Records provided =>
────
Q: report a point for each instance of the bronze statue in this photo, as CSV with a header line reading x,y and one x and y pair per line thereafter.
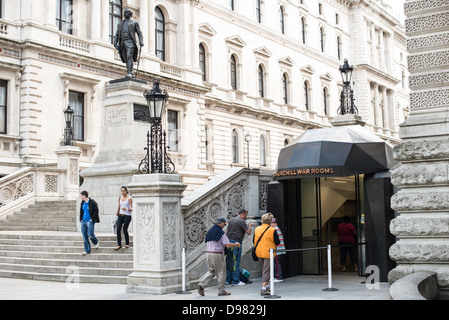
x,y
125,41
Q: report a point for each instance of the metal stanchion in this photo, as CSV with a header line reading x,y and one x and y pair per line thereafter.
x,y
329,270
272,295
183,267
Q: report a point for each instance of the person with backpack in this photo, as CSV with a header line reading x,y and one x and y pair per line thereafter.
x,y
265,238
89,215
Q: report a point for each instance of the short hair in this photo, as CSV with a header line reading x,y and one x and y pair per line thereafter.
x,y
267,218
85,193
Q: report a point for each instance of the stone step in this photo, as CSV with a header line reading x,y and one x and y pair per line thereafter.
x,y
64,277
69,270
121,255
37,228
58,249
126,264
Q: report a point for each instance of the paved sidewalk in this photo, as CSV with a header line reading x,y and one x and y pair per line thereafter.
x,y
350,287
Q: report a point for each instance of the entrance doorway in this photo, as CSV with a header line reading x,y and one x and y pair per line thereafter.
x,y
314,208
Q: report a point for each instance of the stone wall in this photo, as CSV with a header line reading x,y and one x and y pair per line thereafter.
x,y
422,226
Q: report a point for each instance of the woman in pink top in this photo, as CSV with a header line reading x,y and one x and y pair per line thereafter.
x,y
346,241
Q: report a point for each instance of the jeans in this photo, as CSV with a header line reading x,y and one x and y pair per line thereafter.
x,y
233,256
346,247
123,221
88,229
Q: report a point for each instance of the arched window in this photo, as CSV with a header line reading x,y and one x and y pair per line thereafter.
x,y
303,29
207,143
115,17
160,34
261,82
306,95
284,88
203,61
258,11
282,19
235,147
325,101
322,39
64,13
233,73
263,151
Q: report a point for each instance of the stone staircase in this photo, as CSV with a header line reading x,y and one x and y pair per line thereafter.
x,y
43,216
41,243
────
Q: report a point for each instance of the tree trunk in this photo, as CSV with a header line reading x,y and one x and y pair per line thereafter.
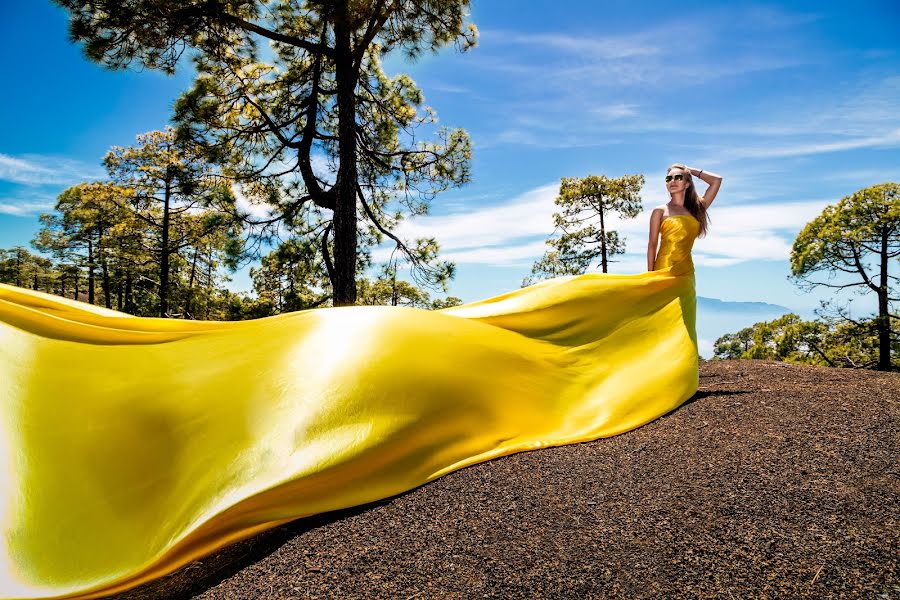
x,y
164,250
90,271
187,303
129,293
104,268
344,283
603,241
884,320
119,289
────
Problem description =>
Collect every line above that contains the word "stone".

Output =>
Q: report a point for each instance of the stone step in this photo, as CSV with a header line reading x,y and one x and y pair per line thereafter.
Q: report a point for each instance of the stone wall in this photo, as CSV with a header line reading x,y and one x and y pair per line thereafter.
Q: report a point for each instance of the stone staircase in this photo, as CSV with a header line reading x,y and one x and y pair per line thereafter.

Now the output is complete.